• [Provided data]:
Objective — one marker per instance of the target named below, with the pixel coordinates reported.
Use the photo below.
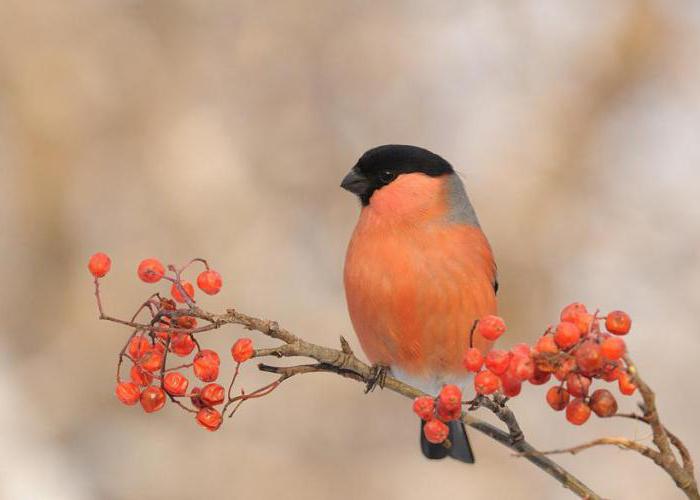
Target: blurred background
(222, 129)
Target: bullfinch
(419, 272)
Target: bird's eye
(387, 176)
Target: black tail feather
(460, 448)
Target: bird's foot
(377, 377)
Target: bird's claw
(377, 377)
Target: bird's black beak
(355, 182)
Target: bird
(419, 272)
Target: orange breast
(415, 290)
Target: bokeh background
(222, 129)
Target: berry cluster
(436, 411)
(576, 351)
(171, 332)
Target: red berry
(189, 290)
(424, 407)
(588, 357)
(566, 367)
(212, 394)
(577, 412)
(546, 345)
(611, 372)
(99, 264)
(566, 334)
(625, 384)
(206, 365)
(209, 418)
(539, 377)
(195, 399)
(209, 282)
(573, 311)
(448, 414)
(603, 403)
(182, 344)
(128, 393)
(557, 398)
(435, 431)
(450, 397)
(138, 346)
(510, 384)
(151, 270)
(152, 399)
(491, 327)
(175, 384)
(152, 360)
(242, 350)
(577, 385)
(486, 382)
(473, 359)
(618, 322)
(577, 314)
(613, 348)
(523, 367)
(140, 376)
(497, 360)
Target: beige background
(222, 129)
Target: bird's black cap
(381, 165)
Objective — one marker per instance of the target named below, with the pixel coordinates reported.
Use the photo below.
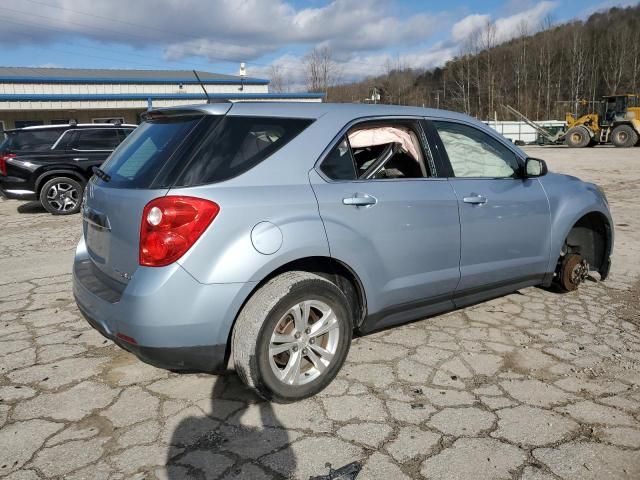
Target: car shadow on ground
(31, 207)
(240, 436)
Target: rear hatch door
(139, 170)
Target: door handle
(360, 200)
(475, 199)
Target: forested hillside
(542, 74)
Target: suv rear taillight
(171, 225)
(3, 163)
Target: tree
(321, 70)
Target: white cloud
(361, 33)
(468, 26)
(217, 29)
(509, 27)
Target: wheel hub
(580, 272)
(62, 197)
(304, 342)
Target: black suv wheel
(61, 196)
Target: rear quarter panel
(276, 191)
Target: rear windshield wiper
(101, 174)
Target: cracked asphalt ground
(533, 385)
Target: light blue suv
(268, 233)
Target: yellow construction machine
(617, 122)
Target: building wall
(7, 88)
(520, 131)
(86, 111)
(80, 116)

---

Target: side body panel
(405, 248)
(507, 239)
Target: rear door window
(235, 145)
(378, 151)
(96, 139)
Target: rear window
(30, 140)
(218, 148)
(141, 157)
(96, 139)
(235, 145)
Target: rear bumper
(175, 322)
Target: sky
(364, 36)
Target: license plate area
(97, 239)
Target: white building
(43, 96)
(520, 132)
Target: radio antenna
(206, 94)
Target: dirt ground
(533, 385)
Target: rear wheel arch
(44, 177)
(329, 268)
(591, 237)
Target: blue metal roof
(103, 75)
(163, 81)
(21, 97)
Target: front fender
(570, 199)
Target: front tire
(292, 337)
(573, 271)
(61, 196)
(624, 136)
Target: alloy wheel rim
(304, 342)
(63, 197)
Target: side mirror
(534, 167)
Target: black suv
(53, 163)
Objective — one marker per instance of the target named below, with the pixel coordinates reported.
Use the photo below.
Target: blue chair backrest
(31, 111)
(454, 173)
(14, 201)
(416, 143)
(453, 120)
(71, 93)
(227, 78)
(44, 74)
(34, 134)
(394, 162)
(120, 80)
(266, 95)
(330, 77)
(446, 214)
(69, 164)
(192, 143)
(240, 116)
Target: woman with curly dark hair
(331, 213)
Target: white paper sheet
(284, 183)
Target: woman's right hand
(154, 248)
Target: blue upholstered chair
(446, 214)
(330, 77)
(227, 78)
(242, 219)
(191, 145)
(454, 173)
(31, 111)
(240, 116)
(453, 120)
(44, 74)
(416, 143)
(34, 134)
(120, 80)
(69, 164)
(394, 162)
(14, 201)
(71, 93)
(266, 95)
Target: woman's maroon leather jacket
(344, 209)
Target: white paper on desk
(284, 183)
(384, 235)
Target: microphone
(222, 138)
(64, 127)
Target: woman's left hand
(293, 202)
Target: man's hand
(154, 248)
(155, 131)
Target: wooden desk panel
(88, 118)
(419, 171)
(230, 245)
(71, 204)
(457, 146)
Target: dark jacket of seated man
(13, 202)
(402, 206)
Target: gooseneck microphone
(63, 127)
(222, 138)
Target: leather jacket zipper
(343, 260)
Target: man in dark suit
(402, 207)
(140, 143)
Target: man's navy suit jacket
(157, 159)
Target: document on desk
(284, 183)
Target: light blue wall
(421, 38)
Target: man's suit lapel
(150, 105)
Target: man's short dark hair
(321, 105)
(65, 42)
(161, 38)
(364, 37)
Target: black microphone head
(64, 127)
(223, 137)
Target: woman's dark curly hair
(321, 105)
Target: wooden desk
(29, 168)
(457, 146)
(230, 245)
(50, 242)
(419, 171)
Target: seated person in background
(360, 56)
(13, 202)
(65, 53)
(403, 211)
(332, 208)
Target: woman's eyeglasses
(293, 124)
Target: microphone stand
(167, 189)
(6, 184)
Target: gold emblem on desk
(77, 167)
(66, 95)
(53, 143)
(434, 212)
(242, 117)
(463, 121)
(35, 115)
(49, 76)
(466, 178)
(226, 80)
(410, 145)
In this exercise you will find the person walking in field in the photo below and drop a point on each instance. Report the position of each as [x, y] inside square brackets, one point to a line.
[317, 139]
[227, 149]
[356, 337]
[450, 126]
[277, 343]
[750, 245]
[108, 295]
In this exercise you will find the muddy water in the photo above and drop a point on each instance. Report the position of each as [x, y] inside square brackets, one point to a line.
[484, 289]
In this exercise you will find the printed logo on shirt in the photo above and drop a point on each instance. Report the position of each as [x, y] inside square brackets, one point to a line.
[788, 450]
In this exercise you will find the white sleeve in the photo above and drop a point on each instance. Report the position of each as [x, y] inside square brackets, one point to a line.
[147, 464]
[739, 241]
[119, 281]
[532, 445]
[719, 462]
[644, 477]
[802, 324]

---

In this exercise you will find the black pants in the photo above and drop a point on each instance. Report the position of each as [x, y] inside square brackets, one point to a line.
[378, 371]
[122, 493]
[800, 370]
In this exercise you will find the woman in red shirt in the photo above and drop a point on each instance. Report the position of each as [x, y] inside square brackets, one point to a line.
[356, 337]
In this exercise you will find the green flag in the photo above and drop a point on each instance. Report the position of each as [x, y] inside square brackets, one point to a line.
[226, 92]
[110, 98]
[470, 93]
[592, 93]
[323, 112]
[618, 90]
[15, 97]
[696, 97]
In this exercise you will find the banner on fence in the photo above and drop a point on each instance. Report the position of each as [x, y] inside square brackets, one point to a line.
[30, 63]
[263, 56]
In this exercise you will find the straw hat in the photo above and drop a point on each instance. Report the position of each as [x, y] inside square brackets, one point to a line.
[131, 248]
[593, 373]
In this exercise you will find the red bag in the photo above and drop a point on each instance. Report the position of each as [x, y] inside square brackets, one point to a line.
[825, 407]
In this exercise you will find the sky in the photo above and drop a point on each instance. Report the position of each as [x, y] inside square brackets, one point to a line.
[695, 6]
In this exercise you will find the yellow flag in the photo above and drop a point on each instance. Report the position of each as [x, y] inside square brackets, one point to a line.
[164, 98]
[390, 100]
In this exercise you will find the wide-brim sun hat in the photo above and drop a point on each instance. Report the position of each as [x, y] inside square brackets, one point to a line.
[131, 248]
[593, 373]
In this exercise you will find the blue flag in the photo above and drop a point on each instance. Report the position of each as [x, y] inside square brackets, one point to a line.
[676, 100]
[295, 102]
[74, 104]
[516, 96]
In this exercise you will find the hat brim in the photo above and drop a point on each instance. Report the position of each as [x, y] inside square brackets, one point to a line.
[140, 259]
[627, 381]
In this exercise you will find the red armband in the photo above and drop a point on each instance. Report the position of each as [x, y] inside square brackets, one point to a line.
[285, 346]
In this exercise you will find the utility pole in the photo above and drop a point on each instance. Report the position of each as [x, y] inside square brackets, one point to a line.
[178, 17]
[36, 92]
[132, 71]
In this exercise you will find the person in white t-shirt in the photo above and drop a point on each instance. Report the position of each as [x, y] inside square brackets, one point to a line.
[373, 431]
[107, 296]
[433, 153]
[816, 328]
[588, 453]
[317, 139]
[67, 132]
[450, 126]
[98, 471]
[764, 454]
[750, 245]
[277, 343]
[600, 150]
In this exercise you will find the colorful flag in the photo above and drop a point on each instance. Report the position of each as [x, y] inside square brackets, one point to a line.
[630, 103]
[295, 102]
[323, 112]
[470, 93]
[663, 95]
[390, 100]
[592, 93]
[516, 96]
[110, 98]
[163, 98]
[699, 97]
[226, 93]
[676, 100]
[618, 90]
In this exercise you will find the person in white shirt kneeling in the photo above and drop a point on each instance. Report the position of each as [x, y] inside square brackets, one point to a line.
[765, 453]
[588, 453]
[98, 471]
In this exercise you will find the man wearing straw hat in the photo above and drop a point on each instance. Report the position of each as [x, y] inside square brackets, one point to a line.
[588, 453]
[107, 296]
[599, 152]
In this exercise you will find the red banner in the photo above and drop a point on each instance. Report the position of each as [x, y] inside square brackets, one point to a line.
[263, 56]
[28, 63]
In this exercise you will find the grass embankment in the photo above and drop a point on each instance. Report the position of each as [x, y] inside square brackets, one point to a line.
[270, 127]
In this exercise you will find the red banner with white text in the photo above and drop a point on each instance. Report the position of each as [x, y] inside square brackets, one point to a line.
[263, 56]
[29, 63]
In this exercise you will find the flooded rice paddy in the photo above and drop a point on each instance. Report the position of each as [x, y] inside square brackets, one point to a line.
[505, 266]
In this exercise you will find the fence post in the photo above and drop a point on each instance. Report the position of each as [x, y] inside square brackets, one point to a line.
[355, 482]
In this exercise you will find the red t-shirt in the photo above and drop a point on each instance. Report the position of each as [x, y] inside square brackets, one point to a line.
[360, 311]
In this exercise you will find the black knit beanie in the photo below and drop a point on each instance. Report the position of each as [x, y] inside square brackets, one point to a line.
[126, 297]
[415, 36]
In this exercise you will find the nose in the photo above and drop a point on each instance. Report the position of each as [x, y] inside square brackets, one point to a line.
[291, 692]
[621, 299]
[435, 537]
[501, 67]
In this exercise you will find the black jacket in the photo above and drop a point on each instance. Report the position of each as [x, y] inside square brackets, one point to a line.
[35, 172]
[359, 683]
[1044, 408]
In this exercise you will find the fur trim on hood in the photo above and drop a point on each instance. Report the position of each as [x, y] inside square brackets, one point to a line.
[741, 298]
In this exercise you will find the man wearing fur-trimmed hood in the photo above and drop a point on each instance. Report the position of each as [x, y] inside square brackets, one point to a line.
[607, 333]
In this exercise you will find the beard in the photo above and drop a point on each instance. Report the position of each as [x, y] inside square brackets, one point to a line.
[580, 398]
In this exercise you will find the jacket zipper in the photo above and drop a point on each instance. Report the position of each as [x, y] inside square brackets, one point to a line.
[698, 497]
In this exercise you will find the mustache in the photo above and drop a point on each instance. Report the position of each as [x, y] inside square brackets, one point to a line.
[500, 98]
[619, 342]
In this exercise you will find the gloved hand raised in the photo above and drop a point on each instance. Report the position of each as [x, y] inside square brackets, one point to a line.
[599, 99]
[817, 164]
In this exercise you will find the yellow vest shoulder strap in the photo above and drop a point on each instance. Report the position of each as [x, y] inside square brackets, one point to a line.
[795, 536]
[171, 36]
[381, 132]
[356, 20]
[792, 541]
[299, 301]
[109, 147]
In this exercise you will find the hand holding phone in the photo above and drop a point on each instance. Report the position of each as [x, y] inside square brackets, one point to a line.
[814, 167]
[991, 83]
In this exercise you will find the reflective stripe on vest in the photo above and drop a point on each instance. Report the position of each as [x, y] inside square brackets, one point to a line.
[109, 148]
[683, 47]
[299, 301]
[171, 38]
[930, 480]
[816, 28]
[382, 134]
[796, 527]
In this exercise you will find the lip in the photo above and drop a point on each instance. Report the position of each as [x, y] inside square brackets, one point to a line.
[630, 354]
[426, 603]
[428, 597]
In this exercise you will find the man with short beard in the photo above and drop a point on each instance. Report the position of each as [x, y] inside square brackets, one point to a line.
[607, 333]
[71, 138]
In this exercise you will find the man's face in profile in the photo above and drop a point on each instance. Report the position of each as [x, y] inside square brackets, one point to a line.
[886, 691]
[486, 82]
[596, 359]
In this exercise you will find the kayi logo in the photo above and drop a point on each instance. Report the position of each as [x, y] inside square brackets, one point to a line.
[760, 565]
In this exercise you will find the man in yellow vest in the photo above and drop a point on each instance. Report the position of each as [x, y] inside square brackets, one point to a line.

• [Exercise requirements]:
Out of the listing above, reproduce exactly the lines from the one with "In this exercise you will find the lip" up to and including the one with "In this exercise you will find the man in".

• [Task response]:
In this exercise you will find the lip in the photo above and drop a point on each instance. Report the position of each as [x, y] inside square brackets, one point to a line.
[630, 354]
[426, 603]
[428, 597]
In this exercise you will find the man with short beard in the photo above and drop a point on each instance. Report the position of each as [x, y] inside square brackets, one point to a line.
[607, 333]
[71, 138]
In this exercise you will find the man's face in profile in the photo above and drop a point on each instance. Report the position of each as [x, y] inside square brackets, one point to a line.
[886, 691]
[486, 82]
[596, 359]
In this exercise you will find the kayi logo in the photo above and drop a point on each instance. Report the position of each as [x, y] inside square brackets, one point to a line.
[760, 565]
In this exercise you will find the man in yellow vest in the photo above and drop a point on each instance. Report the position of each as [x, y] inside square brackets, one point to a line.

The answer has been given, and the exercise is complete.